_Exercise 1_
Reproduce word for word the part of the post about planks and splinters starting at "Tonight, as I" and ending at "a tiny splinter.".
_Exercise 2_
Extend the post about planks and splinters past its final sentence.

Splinters and Planks and Planks and Splinters

This post has been awhile coming, it's been brewing and running through my mind - back and forth, back and forth for about six months.
Tonight, as I left TJ's with my groceries it HIT me.

"Write it tonight." So here goes.

Planks and splinters are EVERYWHERE.

In YOUR eye I SEE a big old plank...

and in MY eye... ha - there, what do I see?

a tiny splinter.

HA.
- The truth is this:

In MY eye is a giant, ge-normous BEAM.
And it blinds me - all the time it blinds me.

And really in your eye what I should realize and see is a teeny, tiny, ever so teensy splinter.

In other words....

What I SEE in others and think is so dirty, so bad and so disrespectful and so immature and so wrong, so evil, rude, pompous, and prideful.....

WELL
It is absolutely NOTHING compared to what my own real stumblings, mistakes, judgements, prides, attitudes, frustrations, and angsts are.

See, I see others and see all this stuff that is just well, frankly, bothersome and crap. But really, I am the one with the problem.

It shouldn't really matter what is in anyone else's heart or what they are doing, what does matter is what is in my heart and what I am doing. (No don't start protesting here, don't start quoting stuff in your head... about the heart or other people's actions and choices... read on, get the whole thought)...

The thing that matters, I think, the very most is this:

Can I, will I, ask God to show me what HE sees when he looks at the person that I THINK has a plank in their eye? OR am I just too busy staring at the perceived by me plank in their eye to do that?

Am I so sure that what is in my eye is a splinter is so teeny, tiny, ever so teensy? - I mean really... am I?

When I was about eight years old we were attending this church. A church of brick with nice people and a little class for kids my age. I liked it. I learned stuff. We had this workbook and every week we would hear a story and then look in the workbook and see a small illustration of the story and then, I am sure - fill in the blanks, cause when you were eight back then that is how you participated.

So anyway, there was one week where the picture showed these drawings... stick sort of persons that were mostly HEAD. Two of them.

Coming out of one of the head's EYES was a giant, I mean a ge-normous PLANK. BOOM! They had my attention! The plank head was just looking and staring and fixated on the teeny splinter in the other head's eye. And plank head was frowning and had his arms crossed and was all judgmental and squinty eyed.

That picture totally mesmerized me. I kept looking and looking at it. I asked the teacher if I could take the workbook home, I wanted to show it to my parents, but the answer was no. Cause back then, you left your workbooks in the room. period.

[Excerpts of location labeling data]
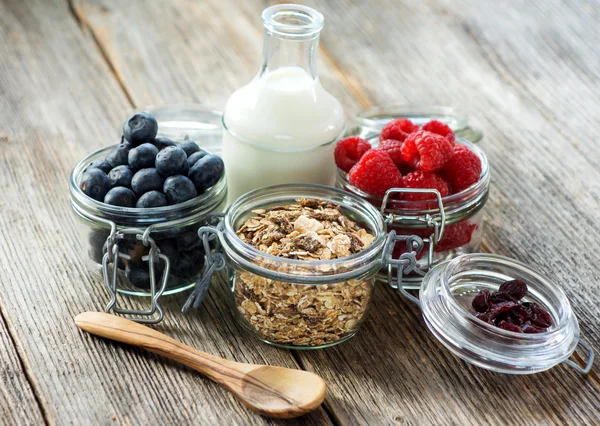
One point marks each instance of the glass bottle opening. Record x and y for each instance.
(293, 21)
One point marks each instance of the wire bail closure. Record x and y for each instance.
(153, 257)
(215, 261)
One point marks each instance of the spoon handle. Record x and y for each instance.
(129, 332)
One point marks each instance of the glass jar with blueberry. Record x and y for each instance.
(426, 181)
(140, 204)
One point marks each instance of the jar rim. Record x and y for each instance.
(483, 344)
(305, 21)
(450, 202)
(84, 204)
(363, 258)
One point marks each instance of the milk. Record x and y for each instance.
(280, 129)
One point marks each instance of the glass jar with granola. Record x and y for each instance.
(301, 262)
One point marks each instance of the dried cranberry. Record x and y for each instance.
(500, 308)
(530, 329)
(510, 327)
(481, 302)
(517, 289)
(500, 297)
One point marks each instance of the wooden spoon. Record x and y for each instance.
(271, 391)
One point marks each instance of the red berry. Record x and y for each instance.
(348, 151)
(419, 179)
(426, 151)
(393, 149)
(463, 169)
(456, 235)
(375, 173)
(439, 128)
(398, 129)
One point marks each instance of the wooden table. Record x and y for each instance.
(70, 72)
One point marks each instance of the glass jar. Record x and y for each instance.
(300, 304)
(462, 215)
(156, 250)
(281, 127)
(445, 299)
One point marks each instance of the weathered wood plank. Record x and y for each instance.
(18, 405)
(423, 52)
(59, 101)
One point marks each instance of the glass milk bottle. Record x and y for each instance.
(282, 126)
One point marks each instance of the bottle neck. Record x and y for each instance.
(280, 52)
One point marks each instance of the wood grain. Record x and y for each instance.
(526, 71)
(271, 391)
(18, 404)
(59, 101)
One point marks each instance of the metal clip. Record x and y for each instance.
(111, 277)
(590, 356)
(215, 261)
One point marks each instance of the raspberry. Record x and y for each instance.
(426, 151)
(463, 169)
(456, 235)
(348, 151)
(394, 149)
(398, 129)
(439, 128)
(419, 179)
(375, 173)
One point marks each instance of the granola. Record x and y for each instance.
(297, 314)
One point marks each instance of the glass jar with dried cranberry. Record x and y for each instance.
(447, 298)
(462, 212)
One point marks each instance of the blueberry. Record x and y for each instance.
(172, 161)
(152, 199)
(206, 172)
(143, 156)
(189, 147)
(140, 128)
(139, 276)
(118, 155)
(178, 189)
(120, 176)
(162, 143)
(193, 159)
(120, 196)
(99, 164)
(147, 180)
(188, 264)
(95, 184)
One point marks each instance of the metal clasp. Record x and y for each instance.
(113, 255)
(215, 261)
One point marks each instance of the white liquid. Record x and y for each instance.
(281, 122)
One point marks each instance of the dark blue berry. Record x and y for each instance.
(95, 184)
(206, 172)
(172, 161)
(178, 189)
(120, 176)
(120, 196)
(162, 143)
(188, 264)
(193, 159)
(147, 180)
(139, 276)
(118, 155)
(143, 156)
(152, 199)
(140, 128)
(189, 147)
(99, 164)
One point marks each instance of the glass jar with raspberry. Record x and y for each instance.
(401, 173)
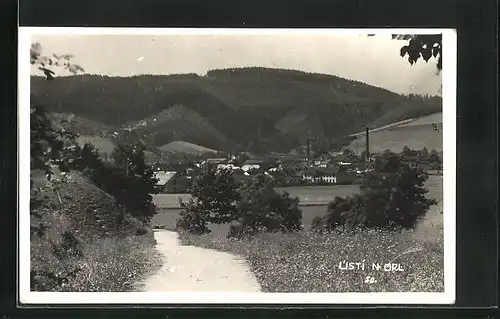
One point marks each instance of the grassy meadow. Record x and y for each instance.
(415, 134)
(309, 262)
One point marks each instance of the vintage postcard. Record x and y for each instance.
(237, 166)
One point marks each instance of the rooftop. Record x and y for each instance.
(164, 177)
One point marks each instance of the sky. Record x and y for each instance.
(373, 60)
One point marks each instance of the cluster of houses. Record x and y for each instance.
(284, 170)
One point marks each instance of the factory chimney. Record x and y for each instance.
(367, 143)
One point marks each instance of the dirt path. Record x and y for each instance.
(194, 269)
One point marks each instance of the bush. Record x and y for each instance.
(392, 196)
(261, 207)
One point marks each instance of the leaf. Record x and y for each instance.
(404, 50)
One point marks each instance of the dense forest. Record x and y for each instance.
(253, 109)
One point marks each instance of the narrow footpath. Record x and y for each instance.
(194, 269)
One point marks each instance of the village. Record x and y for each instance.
(338, 167)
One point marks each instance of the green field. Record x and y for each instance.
(310, 197)
(309, 262)
(103, 145)
(186, 148)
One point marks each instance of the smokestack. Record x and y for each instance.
(367, 143)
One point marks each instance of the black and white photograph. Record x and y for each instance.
(237, 165)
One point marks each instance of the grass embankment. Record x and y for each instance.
(309, 262)
(117, 251)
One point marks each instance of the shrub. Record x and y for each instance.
(392, 196)
(261, 206)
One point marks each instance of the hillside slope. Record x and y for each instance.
(256, 108)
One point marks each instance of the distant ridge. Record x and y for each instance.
(185, 148)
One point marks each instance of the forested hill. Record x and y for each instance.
(248, 108)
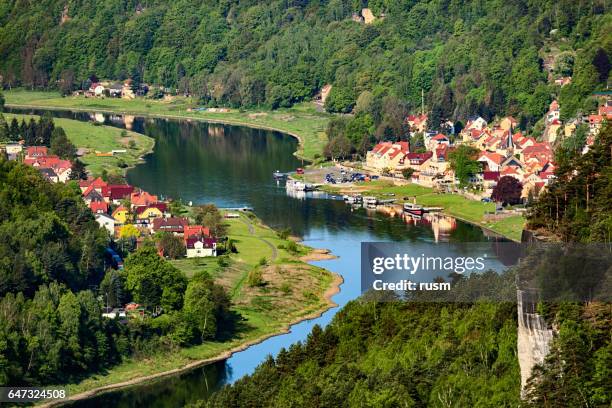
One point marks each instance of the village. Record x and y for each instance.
(123, 210)
(502, 151)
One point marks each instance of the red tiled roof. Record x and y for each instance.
(554, 105)
(34, 151)
(120, 208)
(98, 207)
(494, 157)
(160, 206)
(420, 157)
(172, 224)
(606, 111)
(97, 183)
(490, 175)
(208, 242)
(142, 198)
(117, 191)
(196, 231)
(439, 136)
(593, 119)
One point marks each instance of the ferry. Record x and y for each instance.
(278, 175)
(369, 200)
(414, 209)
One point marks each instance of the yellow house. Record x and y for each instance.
(121, 214)
(149, 212)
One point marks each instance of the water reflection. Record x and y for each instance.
(232, 167)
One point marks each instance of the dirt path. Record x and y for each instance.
(265, 241)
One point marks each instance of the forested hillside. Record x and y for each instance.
(478, 57)
(577, 207)
(53, 285)
(392, 354)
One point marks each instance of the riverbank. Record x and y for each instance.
(455, 205)
(302, 121)
(99, 140)
(304, 293)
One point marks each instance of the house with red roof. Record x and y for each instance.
(476, 122)
(491, 161)
(99, 207)
(142, 198)
(199, 247)
(91, 194)
(595, 122)
(175, 225)
(148, 212)
(416, 160)
(388, 155)
(417, 123)
(437, 140)
(97, 184)
(114, 193)
(191, 231)
(34, 152)
(61, 169)
(605, 111)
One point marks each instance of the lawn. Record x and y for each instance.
(302, 121)
(453, 204)
(98, 138)
(293, 290)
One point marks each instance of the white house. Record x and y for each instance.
(98, 90)
(13, 148)
(106, 221)
(201, 247)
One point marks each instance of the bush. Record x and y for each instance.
(255, 277)
(292, 248)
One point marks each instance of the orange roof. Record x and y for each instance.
(595, 118)
(195, 230)
(120, 208)
(142, 198)
(97, 183)
(37, 151)
(494, 157)
(98, 206)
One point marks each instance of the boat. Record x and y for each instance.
(414, 209)
(369, 200)
(356, 199)
(299, 186)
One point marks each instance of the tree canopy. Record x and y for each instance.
(482, 58)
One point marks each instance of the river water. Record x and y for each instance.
(232, 166)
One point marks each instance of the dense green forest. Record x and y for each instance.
(479, 57)
(392, 354)
(53, 286)
(577, 206)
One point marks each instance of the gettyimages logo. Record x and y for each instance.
(468, 272)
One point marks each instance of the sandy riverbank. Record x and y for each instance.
(215, 120)
(331, 291)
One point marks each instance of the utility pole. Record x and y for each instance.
(422, 101)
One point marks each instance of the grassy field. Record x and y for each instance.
(98, 138)
(453, 204)
(292, 290)
(302, 121)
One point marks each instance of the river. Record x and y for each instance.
(232, 166)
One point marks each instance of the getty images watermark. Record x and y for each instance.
(467, 272)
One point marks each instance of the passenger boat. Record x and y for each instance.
(414, 209)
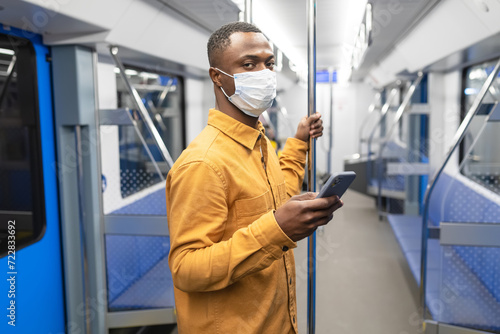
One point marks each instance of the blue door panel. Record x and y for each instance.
(39, 299)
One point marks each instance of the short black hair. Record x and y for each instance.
(219, 40)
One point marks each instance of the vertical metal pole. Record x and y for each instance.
(311, 163)
(330, 138)
(83, 230)
(248, 11)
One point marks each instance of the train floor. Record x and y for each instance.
(364, 284)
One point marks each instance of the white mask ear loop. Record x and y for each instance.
(224, 93)
(229, 75)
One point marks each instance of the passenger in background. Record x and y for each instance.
(231, 215)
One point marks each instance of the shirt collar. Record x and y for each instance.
(242, 133)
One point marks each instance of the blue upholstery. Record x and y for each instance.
(138, 275)
(153, 204)
(463, 283)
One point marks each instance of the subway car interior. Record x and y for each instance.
(98, 99)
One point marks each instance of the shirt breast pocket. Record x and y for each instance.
(250, 209)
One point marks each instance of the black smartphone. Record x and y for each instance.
(337, 184)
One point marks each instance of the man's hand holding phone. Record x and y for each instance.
(303, 214)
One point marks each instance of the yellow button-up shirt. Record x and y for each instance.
(232, 265)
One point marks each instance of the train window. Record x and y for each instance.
(162, 96)
(480, 154)
(21, 188)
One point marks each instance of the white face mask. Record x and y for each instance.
(254, 91)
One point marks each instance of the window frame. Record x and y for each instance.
(27, 81)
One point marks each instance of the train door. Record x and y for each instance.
(31, 282)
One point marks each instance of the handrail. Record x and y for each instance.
(383, 113)
(10, 73)
(457, 139)
(311, 163)
(371, 108)
(142, 109)
(397, 118)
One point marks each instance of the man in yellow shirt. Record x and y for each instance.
(232, 219)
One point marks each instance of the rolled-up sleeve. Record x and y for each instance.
(292, 163)
(197, 211)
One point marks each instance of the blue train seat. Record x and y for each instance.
(463, 283)
(138, 275)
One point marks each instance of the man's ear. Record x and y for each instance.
(215, 76)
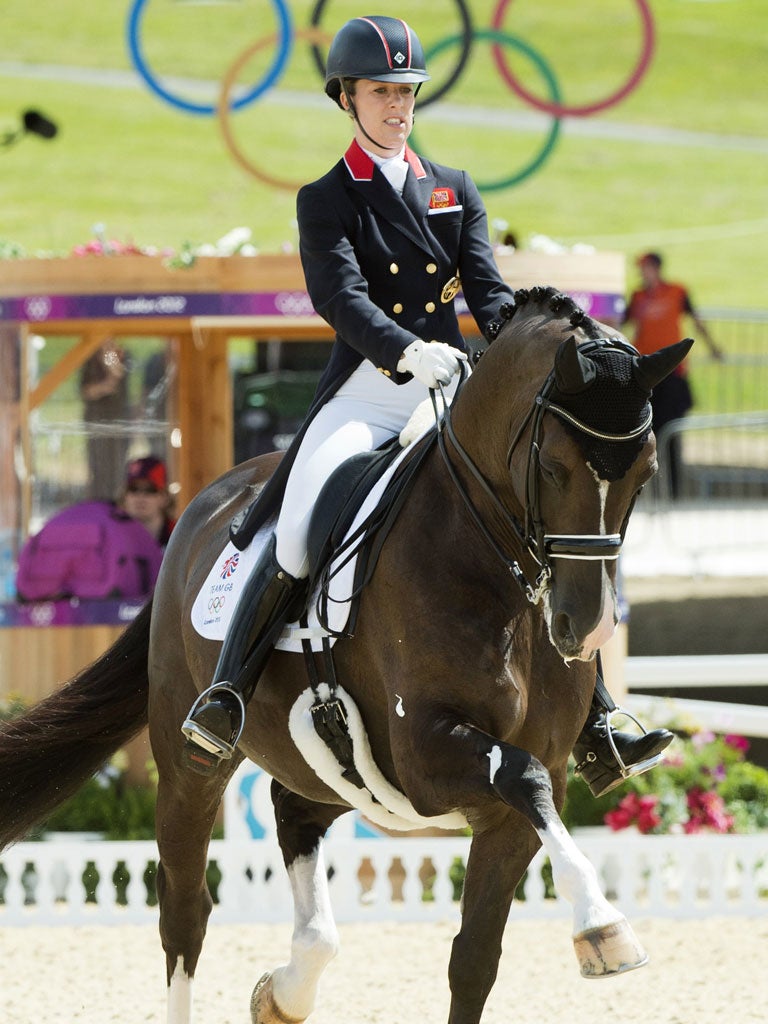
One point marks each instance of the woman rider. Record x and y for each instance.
(385, 240)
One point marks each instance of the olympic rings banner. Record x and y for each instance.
(281, 45)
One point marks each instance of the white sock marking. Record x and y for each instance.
(314, 941)
(179, 996)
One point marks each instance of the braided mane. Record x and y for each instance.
(550, 300)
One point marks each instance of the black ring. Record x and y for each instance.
(467, 37)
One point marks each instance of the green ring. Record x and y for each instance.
(496, 36)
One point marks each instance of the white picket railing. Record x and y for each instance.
(381, 879)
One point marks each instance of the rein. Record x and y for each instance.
(541, 546)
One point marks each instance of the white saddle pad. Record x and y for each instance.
(215, 604)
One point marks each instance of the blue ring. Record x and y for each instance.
(209, 110)
(495, 35)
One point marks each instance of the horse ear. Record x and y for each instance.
(649, 370)
(573, 373)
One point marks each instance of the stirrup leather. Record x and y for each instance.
(203, 737)
(627, 771)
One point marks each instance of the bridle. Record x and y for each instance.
(530, 534)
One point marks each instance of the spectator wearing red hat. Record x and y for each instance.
(656, 310)
(145, 497)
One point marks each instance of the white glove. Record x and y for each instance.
(431, 361)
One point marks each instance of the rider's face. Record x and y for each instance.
(386, 112)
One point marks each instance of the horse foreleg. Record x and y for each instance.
(287, 994)
(497, 861)
(603, 939)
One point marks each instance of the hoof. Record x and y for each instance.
(263, 1008)
(605, 951)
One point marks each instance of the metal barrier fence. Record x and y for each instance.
(403, 879)
(722, 444)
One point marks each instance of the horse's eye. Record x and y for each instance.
(554, 472)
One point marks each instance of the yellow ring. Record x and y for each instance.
(222, 108)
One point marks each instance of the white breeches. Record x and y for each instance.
(366, 411)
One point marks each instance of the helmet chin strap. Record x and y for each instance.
(352, 110)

_Response 1_
Tonight, as I left TJ's with my groceries it HIT me.

"Write it tonight." So here goes.

Planks and splinters are EVERYWHERE.

In YOUR eye I SEE a big old plank...

and in MY eye... ha - there, what do I see?

a tiny splinter.

_Response 2_
OK SO....I just
kept staring at the picture and there and then I experienced a moment of understanding and change.
I made a decision.
I went home that day and I just had a different view.

But,
I STILL sometimes (a lot of times) thought/think

ha, ha, ha I ONLY had/have a splinter in my eye...

BUT
EVERY-SINGLE-DOGGONE-TIME.....

I was/am WRONG.

I always had, have and will have here on earth a ge-normous PLANK in my eye - and I better be doggone sure that I am working on getting it out of my eye, cause it blinds me...

- I NEED A CRANE, A CHAIN SAW, A GIANT PAIR OF PLIERS, A CROWBAR, a something, some tool that will do the job and I need to use it on my own PLANK.

Not anyone else's... splinter.

I am NOT trying to sound self-righteous or perfect because I AM SO NOT ... SO NOT.

But tonight, like other times I have blogged, I just felt so very COMPELLED to write and I had to write and share this weak and sad part of me.

May I always when in my own stumblings, mistakes, judgements, frustrations, and angsts STOP myself and ask...
please show me how to change... in fact, change me.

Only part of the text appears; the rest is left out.